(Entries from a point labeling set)
----------

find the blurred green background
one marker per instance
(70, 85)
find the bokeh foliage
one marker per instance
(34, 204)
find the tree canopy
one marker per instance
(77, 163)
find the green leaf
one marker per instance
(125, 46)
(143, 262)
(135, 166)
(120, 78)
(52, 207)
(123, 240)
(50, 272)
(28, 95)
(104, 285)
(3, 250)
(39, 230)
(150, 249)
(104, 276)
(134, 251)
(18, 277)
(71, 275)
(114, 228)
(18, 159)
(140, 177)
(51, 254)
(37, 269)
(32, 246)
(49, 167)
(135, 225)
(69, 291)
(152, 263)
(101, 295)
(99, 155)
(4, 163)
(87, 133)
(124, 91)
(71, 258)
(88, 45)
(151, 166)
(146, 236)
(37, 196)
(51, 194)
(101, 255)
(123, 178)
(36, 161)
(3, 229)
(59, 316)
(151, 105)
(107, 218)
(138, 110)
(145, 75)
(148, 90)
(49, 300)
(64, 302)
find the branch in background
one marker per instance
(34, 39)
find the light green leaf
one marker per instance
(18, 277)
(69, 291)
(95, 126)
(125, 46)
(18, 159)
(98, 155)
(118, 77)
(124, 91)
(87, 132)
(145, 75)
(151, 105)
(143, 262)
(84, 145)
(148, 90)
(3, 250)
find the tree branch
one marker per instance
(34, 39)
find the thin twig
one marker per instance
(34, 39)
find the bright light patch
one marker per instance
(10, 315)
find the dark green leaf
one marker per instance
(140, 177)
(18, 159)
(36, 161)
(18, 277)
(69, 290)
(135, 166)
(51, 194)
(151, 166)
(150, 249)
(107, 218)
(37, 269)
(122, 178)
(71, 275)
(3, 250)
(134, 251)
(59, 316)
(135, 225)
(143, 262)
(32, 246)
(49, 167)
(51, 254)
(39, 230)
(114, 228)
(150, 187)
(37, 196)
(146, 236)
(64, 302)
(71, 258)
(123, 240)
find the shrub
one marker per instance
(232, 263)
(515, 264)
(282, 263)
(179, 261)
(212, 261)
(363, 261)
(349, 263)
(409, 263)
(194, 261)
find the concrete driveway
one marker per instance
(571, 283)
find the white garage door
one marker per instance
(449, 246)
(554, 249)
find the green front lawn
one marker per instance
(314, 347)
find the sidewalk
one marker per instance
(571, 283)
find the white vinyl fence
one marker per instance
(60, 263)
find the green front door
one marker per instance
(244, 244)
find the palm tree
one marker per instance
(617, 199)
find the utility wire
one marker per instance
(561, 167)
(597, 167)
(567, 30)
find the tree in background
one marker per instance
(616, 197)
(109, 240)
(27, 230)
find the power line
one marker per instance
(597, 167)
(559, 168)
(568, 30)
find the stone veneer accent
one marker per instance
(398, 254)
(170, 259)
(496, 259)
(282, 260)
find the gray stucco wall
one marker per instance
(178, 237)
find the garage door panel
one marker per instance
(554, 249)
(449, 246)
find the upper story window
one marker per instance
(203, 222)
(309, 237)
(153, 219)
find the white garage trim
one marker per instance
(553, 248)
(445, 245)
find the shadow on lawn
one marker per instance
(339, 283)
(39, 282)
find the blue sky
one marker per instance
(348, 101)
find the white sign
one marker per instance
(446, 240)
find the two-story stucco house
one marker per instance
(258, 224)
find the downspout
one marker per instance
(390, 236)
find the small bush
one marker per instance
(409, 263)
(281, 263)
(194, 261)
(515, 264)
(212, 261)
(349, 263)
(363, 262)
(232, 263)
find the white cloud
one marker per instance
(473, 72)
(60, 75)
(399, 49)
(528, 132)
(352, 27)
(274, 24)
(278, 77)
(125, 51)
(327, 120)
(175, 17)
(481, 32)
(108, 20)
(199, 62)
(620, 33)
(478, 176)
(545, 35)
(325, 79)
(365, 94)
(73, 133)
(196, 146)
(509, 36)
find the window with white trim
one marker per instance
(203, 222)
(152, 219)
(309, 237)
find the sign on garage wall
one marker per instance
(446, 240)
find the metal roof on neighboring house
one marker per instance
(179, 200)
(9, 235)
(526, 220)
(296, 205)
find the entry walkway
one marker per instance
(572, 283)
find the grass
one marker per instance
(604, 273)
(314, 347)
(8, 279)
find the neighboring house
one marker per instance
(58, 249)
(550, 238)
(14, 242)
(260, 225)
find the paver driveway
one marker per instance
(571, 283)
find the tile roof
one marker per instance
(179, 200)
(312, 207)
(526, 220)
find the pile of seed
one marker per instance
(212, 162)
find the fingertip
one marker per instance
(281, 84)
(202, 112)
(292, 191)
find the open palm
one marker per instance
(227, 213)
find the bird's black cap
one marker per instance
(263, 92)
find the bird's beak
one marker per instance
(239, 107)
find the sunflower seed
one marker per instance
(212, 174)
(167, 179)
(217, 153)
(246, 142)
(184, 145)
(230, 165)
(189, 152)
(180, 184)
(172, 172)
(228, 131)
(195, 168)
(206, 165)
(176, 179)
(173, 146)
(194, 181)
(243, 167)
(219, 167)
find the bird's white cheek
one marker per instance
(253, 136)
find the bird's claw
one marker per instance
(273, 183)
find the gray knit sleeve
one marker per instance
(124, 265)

----------

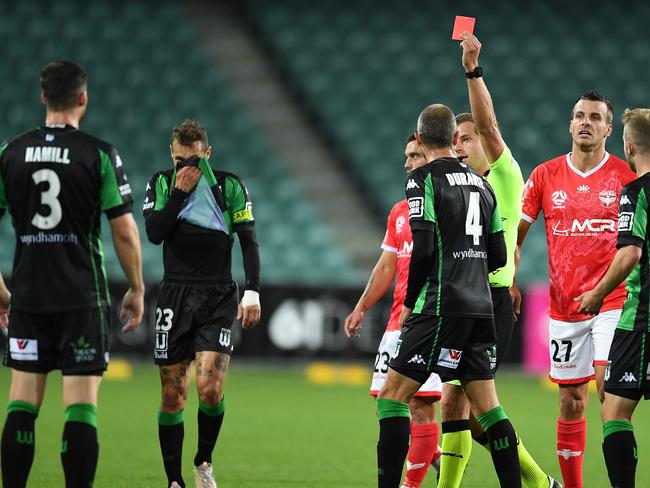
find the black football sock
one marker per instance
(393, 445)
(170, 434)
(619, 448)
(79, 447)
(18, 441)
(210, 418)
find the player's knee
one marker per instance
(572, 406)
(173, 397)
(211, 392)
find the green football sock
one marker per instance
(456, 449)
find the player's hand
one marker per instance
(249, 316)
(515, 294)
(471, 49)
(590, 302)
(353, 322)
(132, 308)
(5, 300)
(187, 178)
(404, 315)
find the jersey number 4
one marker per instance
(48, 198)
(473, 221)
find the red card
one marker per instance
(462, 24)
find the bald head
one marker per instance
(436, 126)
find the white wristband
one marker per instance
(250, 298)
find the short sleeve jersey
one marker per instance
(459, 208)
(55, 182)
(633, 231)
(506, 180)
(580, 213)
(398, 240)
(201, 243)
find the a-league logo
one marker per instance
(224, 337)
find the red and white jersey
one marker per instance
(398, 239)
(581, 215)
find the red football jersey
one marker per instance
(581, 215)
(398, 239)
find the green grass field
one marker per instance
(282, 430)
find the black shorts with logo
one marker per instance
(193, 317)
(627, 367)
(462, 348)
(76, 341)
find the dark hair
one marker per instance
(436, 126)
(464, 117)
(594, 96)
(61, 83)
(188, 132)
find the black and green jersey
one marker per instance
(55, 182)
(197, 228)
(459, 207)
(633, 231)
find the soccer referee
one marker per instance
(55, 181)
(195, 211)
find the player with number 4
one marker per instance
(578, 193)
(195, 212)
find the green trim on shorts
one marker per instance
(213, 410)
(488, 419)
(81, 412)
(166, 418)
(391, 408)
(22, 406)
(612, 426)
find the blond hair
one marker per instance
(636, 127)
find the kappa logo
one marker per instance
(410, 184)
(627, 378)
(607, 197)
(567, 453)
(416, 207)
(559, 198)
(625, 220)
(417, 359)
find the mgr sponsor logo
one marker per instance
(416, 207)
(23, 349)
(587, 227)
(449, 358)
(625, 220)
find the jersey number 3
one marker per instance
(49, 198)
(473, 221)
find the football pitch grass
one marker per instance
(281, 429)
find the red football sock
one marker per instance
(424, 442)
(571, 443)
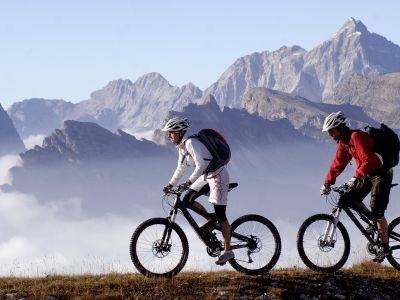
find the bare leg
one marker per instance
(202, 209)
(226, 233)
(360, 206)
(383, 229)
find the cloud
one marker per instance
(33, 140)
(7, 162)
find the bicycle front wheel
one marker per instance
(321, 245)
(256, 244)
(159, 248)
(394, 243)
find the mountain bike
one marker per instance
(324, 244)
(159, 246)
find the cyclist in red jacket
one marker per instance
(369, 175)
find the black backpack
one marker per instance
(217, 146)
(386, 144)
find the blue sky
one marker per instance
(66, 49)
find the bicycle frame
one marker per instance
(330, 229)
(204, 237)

----------

◆ **Set task**
Find each line in the entries above that contains the word "neighboring", and copy every such line. Case counts.

◆ **Answer in full**
find the metal roof on neighboring house
find the neighboring house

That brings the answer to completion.